# How to find the velocity as a function of the elongation of a spring when it is hanging from a ceiling?

#### Chemist116

The problem is as follows:

A mass whose mass is $m$ is hanging vertically from a ceiling which is tied to a spring which has a constant of $K$ is oscillating. Given this condition find the velocity as a function of the elongation of the spring.

The alternatives given are as follows:

$\begin{array}{ll} 1.&\sqrt{\frac{K}{m}y^2+2gy}\\ 2.&\sqrt{2gy-\frac{K}{m}y^2}\\ 3.&\sqrt{\frac{K}{m}y^2-2gy}\\ 4.&\sqrt{\frac{K}{m}y}\\ 5.&\sqrt{2gy}\\ \end{array}$

How exactly should I find the velocity in this situation?. Could it be that since appears a square root that is related to the conservation of mechanical energy?

If this is the case it would be that:

$\frac{1}{2}ky^2=\frac{1}{2}mv^2$

Therefore in this situation it would be:

$v=\sqrt{\frac{ky^2}{m}}$

But it doesn't appear in any of the alternatives. Exactly which part did I missunderstood. Can someone help me here?. Upon inspecting this problem it doesn't explicitly mentions anything regarding the height, but I'm assuming that the elongation is $y$ and it might be the intended meaning in this problem. But as indicated it doesn't check with any of the alternatives. Can anyone help me here please?.

******************************

> _AIM A_:
Echo the part of the hanging-spring thread that starts at "A mass whose" and ends at "of mechanical energy?", word for word.
> _AIM B_:
In the hanging-spring thread, list each answer alternative offered for the velocity, with its number.
> _AIM C_:
Go on with the hanging-spring thread from the point where it stops.

> _INFORMATION SHOWN_:
******************************

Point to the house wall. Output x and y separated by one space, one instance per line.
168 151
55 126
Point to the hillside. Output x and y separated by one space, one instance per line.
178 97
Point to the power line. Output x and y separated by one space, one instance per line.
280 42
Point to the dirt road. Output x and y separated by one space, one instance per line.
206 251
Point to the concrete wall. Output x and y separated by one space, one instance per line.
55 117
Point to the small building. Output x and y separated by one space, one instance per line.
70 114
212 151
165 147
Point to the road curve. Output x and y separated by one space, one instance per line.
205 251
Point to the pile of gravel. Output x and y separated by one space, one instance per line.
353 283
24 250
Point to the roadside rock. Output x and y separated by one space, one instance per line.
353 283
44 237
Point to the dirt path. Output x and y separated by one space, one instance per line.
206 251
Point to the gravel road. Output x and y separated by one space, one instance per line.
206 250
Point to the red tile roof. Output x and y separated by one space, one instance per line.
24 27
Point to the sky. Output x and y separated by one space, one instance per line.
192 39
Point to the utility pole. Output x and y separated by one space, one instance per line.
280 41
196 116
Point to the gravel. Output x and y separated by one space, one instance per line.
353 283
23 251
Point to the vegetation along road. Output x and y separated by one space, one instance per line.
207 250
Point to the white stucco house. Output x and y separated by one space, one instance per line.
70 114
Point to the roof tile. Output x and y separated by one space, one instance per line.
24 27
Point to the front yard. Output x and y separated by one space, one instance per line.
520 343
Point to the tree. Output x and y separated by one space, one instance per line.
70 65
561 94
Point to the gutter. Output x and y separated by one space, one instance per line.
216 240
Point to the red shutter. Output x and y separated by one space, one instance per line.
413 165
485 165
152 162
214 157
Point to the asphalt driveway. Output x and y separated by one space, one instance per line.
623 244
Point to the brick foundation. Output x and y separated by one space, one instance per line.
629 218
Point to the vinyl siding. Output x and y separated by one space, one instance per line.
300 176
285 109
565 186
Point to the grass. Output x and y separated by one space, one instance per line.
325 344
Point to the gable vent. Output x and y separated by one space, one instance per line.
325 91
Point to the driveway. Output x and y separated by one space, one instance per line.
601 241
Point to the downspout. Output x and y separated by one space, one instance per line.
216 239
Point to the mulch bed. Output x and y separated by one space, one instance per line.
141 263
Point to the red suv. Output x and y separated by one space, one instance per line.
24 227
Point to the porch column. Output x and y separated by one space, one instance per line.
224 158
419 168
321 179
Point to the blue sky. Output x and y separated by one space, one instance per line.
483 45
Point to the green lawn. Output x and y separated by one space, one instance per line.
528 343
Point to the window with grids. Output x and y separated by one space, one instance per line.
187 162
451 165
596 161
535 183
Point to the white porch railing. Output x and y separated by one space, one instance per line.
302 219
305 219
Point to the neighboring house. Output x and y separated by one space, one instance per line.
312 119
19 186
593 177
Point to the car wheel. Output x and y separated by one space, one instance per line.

******************************

> _ANSWER A_:
A mass whose mass is $m$ is hanging vertically from a ceiling which is tied to a spring which has a constant of $K$ is oscillating. Given this condition find the velocity as a function of the elongation of the spring.

The alternatives given are as follows:

$\begin{array}{ll} 1.&\sqrt{\frac{K}{m}y^2+2gy}\\ 2.&\sqrt{2gy-\frac{K}{m}y^2}\\ 3.&\sqrt{\frac{K}{m}y^2-2gy}\\ 4.&\sqrt{\frac{K}{m}y}\\ 5.&\sqrt{2gy}\\ \end{array}$

How exactly should I find the velocity in this situation?. Could it be that since appears a square root that is related to the conservation of mechanical energy?

> _ANSWER B_:
1. $\sqrt{\frac{K}{m}y^2+2gy}$
2. $\sqrt{2gy-\frac{K}{m}y^2}$
3. $\sqrt{\frac{K}{m}y^2-2gy}$
4. $\sqrt{\frac{K}{m}y}$
5. $\sqrt{2gy}$

> _ANSWER C_:
Last edited:

#### skeeter

Math Team
Note that as the mass falls stretching the spring, three forms of mechanical energy are changing.
At the very top, gravitational potential energy is a maximum, i.e. $U_g = E_T$, while elastic potential energy, $U_e$, and kinetic energy, $KE$, are both zero.
At the very bottom where the spring is stretched to its maximum, $U_g = 0$, $KE=0$, and $U_e = E_T$

Assuming $y$ represents the magnitude of spring stretch and the mass is released from a position where the spring is at its natural length ...

$U_g = E_T - mgy$
$U_e = \dfrac{1}{2}ky^2$
$KE = \dfrac{1}{2}mv^2$

The sum of all three forms of mechanical energy, $U_g, \, U_e, \, \text{ and } KE$ is total energy, $E_T$ ...

$E_T = E_T - mgy + \dfrac{1}{2}ky^2 + \dfrac{1}{2}mv^2$

$mgy - \dfrac{1}{2}ky^2 = \dfrac{1}{2}mv^2$

$\sqrt{2gy - \dfrac{k}{m}y^2} = v$

• Chemist116, topsquark and idontknow

#### Chemist116

Note that as the mass falls stretching the spring, three forms of mechanical energy are changing.
At the very top, gravitational potential energy is a maximum, i.e. $U_g = E_T$, while elastic potential energy, $U_e$, and kinetic energy, $KE$, are both zero.
At the very bottom where the spring is stretched to its maximum, $U_g = 0$, $KE=0$, and $U_e = E_T$

Assuming $y$ represents the magnitude of spring stretch and the mass is released from a position where the spring is at its natural length ...

$U_g = E_T - mgy$
$U_e = \dfrac{1}{2}ky^2$
$KE = \dfrac{1}{2}mv^2$

The sum of all three forms of mechanical energy, $U_g, \, U_e, \, \text{ and } KE$ is total energy, $E_T$ ...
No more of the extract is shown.